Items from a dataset
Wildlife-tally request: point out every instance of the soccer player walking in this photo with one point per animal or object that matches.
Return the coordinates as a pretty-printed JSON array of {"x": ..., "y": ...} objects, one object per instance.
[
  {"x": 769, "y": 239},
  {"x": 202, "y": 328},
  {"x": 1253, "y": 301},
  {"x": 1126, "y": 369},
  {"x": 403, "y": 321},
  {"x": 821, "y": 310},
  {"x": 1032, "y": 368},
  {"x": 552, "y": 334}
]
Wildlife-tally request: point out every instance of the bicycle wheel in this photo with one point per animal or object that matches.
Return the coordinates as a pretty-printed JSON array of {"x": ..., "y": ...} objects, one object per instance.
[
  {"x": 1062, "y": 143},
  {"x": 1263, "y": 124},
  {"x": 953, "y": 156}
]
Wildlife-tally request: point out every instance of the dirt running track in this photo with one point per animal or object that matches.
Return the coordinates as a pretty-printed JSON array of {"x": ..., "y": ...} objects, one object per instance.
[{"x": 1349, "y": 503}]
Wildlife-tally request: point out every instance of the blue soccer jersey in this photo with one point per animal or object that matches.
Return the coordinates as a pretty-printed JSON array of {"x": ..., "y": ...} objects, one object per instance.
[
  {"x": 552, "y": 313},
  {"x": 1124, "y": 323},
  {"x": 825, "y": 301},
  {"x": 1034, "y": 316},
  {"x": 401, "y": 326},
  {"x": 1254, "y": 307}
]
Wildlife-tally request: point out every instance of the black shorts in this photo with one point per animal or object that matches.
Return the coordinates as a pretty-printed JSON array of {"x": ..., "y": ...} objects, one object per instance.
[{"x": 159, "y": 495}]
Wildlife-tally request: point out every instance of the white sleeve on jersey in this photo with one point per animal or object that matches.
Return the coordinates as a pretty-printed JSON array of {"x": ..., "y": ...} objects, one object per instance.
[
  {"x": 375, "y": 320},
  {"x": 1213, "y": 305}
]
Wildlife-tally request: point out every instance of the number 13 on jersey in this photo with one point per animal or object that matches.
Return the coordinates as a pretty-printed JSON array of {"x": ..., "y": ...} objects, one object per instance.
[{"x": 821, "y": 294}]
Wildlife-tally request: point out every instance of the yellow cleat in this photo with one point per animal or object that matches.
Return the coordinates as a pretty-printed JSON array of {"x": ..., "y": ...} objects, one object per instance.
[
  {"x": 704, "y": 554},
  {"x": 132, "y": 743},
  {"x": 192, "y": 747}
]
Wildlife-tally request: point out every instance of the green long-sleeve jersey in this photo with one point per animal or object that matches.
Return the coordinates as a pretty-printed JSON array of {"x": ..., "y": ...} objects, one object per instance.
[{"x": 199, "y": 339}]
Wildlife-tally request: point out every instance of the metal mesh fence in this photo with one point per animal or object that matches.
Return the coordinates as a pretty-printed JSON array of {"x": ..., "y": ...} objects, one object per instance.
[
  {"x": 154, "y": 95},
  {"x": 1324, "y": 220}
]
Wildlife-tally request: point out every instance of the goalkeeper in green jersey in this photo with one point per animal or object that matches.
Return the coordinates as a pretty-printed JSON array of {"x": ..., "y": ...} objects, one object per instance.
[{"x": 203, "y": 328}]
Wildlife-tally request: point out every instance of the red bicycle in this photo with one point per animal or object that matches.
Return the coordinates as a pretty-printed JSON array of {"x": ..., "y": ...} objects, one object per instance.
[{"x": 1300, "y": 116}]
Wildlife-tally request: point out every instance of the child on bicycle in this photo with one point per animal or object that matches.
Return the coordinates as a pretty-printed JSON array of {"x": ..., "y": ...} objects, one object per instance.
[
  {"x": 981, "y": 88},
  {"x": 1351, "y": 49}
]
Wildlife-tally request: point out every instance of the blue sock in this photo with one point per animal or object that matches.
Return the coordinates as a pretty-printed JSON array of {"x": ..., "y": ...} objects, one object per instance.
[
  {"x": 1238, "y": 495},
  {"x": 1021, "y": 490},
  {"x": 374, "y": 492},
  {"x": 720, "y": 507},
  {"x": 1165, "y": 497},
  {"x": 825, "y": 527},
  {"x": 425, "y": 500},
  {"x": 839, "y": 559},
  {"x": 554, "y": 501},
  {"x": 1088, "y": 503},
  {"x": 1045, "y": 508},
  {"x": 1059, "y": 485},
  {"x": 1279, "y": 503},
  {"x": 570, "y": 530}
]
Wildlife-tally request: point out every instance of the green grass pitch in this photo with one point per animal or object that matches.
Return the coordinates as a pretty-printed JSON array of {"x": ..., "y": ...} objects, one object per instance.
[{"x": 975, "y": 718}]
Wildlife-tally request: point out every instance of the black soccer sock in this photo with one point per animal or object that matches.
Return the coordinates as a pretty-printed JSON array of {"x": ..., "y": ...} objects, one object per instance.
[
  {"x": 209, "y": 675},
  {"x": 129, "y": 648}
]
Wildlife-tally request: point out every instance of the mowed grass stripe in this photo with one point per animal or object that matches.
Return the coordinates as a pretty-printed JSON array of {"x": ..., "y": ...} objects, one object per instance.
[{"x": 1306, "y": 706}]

• _Problem requirements_: Take the line that contains "Wildlife-tally request: point out every instance of the child" and every line after it through the end of the listing above, and repeat them exactly.

• _Answer to the exercise_:
Wildlife-tally request: point out every instance of the child on bicycle in this photo with one point per animal or object that matches.
Return the coordinates as a pretty-printed JSON array of {"x": ..., "y": ...} objects, one object per instance.
[
  {"x": 981, "y": 88},
  {"x": 1351, "y": 49}
]
Wildlife-tally request: point out every instance of the blue sock in this photo with one point per animal or object that matches.
Return the coordinates as a pretty-printed JSON array of {"x": ..., "y": ...} objects, one object per instance.
[
  {"x": 1238, "y": 495},
  {"x": 1021, "y": 490},
  {"x": 374, "y": 492},
  {"x": 720, "y": 507},
  {"x": 1165, "y": 497},
  {"x": 825, "y": 527},
  {"x": 425, "y": 500},
  {"x": 839, "y": 559},
  {"x": 554, "y": 501},
  {"x": 1088, "y": 503},
  {"x": 1045, "y": 508},
  {"x": 1059, "y": 485},
  {"x": 1279, "y": 503},
  {"x": 570, "y": 530}
]
Wildlife-tally request: point out every instance of the green grass pitch in this photo with one point per animal or object that matches.
Return the coordinates as a pretty-printed JSON array of {"x": ..., "y": ...} objects, one object per instance.
[{"x": 975, "y": 718}]
Wildlife-tally request: point out every instance of the black soccer sock in this photo with one point per animal or object that matches.
Return the coordinates as a pretty-printed JSON array of {"x": ..., "y": ...} objects, one object per instance.
[
  {"x": 209, "y": 675},
  {"x": 129, "y": 648}
]
Wildlife-tally request: point out every instance of the mowed grass stripe in this photo with one point per animal or object that matches.
Return the coordinates as a pretty-printed JSON array of {"x": ..., "y": ...} objects, one object per instance.
[{"x": 1306, "y": 706}]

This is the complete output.